MATERIALS PROVIDED:

——————————

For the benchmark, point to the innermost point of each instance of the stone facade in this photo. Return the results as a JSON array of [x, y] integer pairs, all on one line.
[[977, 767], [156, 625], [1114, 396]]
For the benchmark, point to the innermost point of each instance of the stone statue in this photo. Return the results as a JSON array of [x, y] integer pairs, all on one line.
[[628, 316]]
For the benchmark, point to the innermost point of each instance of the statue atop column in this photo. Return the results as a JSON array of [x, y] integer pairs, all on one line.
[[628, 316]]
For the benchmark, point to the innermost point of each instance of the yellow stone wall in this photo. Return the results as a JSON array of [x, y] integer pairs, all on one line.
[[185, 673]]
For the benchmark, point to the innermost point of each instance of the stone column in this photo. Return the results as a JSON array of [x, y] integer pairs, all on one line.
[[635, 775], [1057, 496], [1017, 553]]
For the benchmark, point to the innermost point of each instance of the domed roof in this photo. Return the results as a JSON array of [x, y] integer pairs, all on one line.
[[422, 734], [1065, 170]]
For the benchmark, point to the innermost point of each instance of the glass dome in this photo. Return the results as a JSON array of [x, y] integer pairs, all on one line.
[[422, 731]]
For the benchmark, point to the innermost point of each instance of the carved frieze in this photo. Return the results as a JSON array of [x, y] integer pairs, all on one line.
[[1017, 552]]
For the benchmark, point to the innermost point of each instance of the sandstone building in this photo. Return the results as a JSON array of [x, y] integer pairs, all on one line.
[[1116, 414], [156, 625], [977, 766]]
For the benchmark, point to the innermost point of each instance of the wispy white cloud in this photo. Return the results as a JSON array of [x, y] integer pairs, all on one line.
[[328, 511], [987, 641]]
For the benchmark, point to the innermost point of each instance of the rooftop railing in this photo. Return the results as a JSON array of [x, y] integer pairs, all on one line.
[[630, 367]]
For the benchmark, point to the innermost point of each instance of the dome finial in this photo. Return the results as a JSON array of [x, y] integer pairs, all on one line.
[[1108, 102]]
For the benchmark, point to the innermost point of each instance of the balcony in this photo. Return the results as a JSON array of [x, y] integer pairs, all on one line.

——————————

TASK REQUIREMENTS:
Extract each record, keeping it identical to the original.

COMPLETED EXERCISE:
For the benchmark, point to the innermost point of each instance of the stone facade in this photo. Return the results as a JSON array of [x, y] integer pairs, all on one line.
[[977, 767], [156, 625], [1114, 396]]
For the benchmark, point to the innermost point of each instance of the stone statue in this photo. Return the results as a JSON array of [x, y] integer pairs, all on one line.
[[628, 316]]
For the benchmark, point to the innermost point of each instance of the statue atop column in this photo. Return the results as a JSON array of [x, y] integer pairs, all on one line.
[[628, 316]]
For the benchmark, point to the innermost point of each instance of the yellow stone wall in this photo. Return the results as a JSON array of [x, y] integer pairs, all on one line.
[[185, 673]]
For the benchmark, point to the innermost point of each instance of the stone column in this photo. Return the results as a JSON array of [x, y] integer pairs, all on one line.
[[635, 775], [1057, 496], [1017, 553]]
For the benchmark, point to the innermost point of each instance of the domed roof in this photo. Return the results as a JSON array of [x, y] integer pairs, all on one line.
[[422, 734], [1065, 170]]
For the benchmark, point to the innermost point of each instance of the glass dome in this photo. Return the results as a JSON array of [x, y] integer pairs, all on one line.
[[422, 731]]
For the benchmark, point to the innermost point of each instance of the carved frieze in this photo. Return the results as a JSON array of [x, y] integer pairs, all on one line.
[[1017, 552]]
For the benchmark, point to the innermost point of each instance of the sandstone building in this photo. Return the results as a JSON array of [x, y] integer pairs, all on one line.
[[1116, 414], [156, 625], [977, 766]]
For the benchmark, point to the innermost point of each instance of the wispy white cloud in this photo. Return the results as a JSON array of [x, y] integer pairs, all on one line.
[[328, 511], [987, 641]]
For the benchmark, point to the innermost point of each instance of the rooftop railing in this photo. Return the results as a JSON array of [x, y] integer pairs, all on one line.
[[630, 367]]
For the benchmark, point to the innermost point of each instance of the dome finial in this photo. Return the results as a JSON array of [x, y] integer pairs, all on one line.
[[1108, 102]]
For the benchmark, point to the innermost point of each instance of the balcony in this photo. Return the results as a JSON array of [x, y] integer pairs, all on one line.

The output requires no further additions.